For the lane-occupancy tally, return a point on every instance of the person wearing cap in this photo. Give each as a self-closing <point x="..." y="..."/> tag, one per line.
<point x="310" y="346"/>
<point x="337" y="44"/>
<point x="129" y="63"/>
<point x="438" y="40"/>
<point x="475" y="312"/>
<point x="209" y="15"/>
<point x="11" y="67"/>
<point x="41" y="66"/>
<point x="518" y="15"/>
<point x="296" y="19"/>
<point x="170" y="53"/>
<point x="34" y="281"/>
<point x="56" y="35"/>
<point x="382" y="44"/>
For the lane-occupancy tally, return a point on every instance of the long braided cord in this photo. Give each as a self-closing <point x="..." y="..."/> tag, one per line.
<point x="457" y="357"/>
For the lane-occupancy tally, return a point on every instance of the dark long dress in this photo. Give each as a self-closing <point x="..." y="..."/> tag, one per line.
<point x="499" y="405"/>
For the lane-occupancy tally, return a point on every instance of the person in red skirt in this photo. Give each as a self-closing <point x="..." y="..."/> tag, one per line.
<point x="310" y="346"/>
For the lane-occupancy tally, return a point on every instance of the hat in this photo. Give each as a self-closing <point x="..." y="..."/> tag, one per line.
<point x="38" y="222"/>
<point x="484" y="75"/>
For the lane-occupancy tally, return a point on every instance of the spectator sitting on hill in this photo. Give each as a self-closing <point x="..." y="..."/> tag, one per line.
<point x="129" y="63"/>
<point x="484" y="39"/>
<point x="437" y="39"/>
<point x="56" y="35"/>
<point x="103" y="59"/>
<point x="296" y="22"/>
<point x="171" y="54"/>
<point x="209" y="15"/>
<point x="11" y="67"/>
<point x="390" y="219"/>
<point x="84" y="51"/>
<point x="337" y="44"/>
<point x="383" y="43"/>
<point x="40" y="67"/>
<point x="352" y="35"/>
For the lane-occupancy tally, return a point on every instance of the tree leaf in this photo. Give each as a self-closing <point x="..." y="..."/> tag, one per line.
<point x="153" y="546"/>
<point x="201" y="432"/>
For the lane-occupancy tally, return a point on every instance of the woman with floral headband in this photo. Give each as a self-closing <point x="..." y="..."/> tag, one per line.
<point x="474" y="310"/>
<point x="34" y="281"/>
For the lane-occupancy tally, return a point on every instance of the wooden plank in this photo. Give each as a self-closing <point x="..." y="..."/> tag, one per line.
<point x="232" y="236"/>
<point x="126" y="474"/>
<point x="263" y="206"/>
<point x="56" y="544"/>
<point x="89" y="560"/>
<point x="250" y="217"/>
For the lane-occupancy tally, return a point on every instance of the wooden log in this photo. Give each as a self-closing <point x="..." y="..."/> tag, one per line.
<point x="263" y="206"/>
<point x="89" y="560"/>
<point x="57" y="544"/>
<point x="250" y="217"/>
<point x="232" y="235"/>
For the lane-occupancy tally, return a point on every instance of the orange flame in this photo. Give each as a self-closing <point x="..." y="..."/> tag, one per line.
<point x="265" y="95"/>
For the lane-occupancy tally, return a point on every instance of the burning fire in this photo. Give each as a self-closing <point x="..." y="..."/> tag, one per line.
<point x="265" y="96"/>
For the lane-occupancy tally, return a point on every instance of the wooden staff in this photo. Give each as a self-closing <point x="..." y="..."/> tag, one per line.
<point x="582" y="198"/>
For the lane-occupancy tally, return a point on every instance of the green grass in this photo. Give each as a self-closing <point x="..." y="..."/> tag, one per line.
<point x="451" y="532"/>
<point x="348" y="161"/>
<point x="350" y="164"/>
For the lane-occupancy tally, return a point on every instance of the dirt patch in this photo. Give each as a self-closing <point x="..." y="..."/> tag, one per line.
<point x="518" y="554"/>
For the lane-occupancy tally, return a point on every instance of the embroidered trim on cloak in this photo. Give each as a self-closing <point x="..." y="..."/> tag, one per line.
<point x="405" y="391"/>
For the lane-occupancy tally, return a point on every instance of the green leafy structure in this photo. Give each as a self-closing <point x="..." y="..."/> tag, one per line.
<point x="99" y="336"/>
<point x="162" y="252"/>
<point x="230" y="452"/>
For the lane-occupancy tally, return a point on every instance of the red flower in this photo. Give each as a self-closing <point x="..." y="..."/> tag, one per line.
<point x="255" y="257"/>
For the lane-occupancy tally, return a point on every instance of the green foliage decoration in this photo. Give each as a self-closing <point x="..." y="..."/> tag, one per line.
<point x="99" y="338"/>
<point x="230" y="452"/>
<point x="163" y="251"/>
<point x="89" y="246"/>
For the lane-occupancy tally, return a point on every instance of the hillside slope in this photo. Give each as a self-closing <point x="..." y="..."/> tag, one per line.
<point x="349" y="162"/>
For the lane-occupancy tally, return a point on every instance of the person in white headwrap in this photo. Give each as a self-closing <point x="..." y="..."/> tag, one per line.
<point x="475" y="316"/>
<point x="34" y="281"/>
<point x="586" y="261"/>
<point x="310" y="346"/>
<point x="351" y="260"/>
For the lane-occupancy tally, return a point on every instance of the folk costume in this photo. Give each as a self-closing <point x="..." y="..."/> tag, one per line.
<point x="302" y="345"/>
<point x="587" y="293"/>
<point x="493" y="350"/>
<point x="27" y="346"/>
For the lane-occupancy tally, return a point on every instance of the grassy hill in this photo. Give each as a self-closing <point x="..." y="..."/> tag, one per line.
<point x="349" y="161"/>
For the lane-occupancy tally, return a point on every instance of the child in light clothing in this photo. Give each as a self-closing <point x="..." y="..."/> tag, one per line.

> **About this exercise**
Leave out every line before the one containing "of the folk". Transcribe that line and all lines after it through the end of the data above, exactly.

> **Reply**
For the lane-occupancy tally, return a point on every instance of the folk costume in this photo. Give each as a self-closing <point x="..." y="..."/> tag, one per line.
<point x="302" y="345"/>
<point x="587" y="293"/>
<point x="493" y="350"/>
<point x="27" y="346"/>
For the lane-occupancy tally, return a point on every instance of the grassy hill in this photo. Give each as a self-closing <point x="..." y="..."/> tag, one per line.
<point x="349" y="161"/>
For the lane-occupancy tally, return a point on every instance of the child in light clothing in this photo. Give each as a self-closing <point x="..." y="..."/> tag, one per line.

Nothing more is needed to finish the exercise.